(Data entries)
** begin **
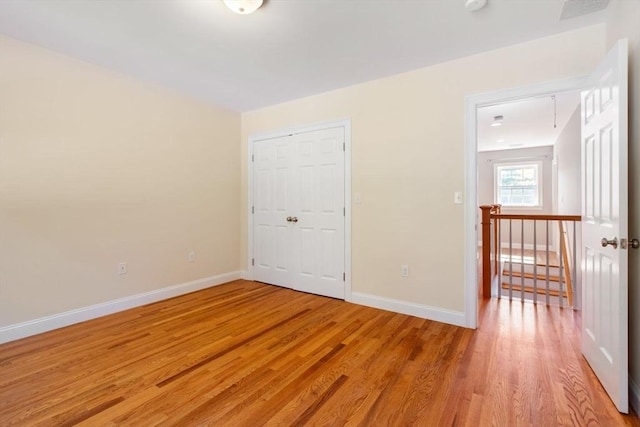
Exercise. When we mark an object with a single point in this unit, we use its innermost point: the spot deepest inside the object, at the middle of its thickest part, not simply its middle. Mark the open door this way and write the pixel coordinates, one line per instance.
(604, 224)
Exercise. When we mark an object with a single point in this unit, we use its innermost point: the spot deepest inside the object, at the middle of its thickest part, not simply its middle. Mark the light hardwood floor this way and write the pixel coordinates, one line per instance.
(248, 354)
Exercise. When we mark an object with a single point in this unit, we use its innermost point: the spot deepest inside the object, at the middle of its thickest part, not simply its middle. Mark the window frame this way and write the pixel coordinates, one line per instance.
(510, 164)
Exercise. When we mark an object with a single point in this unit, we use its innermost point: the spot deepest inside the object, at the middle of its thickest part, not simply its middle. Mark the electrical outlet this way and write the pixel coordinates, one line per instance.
(404, 270)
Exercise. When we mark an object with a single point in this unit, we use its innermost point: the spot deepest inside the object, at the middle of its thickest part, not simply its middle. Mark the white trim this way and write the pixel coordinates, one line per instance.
(634, 395)
(59, 320)
(437, 314)
(344, 123)
(471, 161)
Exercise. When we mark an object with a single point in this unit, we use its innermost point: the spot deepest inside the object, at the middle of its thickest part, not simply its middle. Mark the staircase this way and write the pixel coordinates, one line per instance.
(521, 278)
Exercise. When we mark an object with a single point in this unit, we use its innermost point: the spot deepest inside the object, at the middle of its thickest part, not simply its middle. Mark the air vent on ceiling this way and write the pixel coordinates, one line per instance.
(573, 8)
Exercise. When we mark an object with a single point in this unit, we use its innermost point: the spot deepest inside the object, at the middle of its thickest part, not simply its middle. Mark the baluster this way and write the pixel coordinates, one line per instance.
(522, 260)
(500, 257)
(535, 262)
(510, 260)
(561, 263)
(547, 264)
(574, 267)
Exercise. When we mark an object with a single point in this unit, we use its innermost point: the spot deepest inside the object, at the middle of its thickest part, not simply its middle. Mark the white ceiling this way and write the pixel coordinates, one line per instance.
(286, 50)
(526, 123)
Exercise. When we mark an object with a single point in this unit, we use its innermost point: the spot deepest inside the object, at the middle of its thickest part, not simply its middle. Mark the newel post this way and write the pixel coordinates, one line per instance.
(486, 250)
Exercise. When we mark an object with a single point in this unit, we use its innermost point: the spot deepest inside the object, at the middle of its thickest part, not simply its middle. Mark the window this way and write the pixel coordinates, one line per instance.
(518, 184)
** end **
Transcribe all the records above word for word, without their images.

Exercise. When we mark an object with a single point in this unit, we use its innermost point: the spot deepest inside the object, at the middle of its thickest part, not simply its middle. Mark the open door this way and write the pixel coordinates, one line per instance.
(604, 224)
Exercise. When we mark an object with a single point in this unit, we use its innermost point: the spot deepest inside the object, at the middle of its thickest part, not simply its middle. Mark the light hardwood floor this way and write the pixel coordinates, one line per instance.
(248, 354)
Exercise. When we mark an object with a single point in this unit, we use its innermost point: the spot deepest inside the object, at the middle of its thickest part, not simply its middle. Mark the window frame this way and write the pixel coordinates, one line per instance.
(510, 164)
Exercise. When we mark an object with a single point in this unit, we use its innermost point: the spot deepest inside the object, at the middle of its thickest part, not simply its middle. Mark the electrical outlet this way and write the pixel coordinates, one line per instance.
(404, 270)
Exercise. When we mark an object with a single point in this unit, we use its innermost point: the spot deepest inside the object, at the middle of its thickest part, not simply its middle. Mark the white trim this way and write the pixel coordinates, one line per instance.
(634, 395)
(59, 320)
(437, 314)
(344, 123)
(471, 161)
Exercise. When we mark an object with a single point in this unit, we use its innermost point: the spot deepest inside the object, at the middle of its thickest part, not simply its middle. Mark the staircase this way and write the pixel coordinates, one line per instance.
(521, 278)
Exercise. When we mark an object with a single point in this unit, we use its innermost point: the spot deepest inside the object, at the middle of its thickest part, not simply its middle. Mark the air vent on ceiling this way and write the pixel coordinates, one line per instance.
(573, 8)
Exercise. When we mark an object with a single point in this unit, we use its innermost point: the spot deepest inside the object, at the middle of its thickest part, not simply its middle. Mark the baluster this way and write the pixel coordinates, one line per instance.
(522, 260)
(500, 257)
(535, 262)
(510, 260)
(561, 263)
(547, 264)
(574, 267)
Exercise. When we mark an object with a single point in this unit, we use its innermost point: the spot deepest inside the object, at the middle of its thickest part, not simply its middle. Mark the white ceiling this way and write the pixel coordinates, one line per instance.
(286, 50)
(526, 123)
Exercise. When we mark an object with a single point in this unit, we use its innermost point: the spot deepest inside the object, at the middle of its thickest part, not simply its middle. Mark the newel post this way and write the pixel coordinates, one line per instance.
(486, 250)
Exercise. When we mark an object with a single point in this unit, we use its innermost point: the spot deepest inside the object, at the middle of its thickest part, not simply its middle. Mark the window this way and write the pixel coordinates, one line per instance.
(518, 184)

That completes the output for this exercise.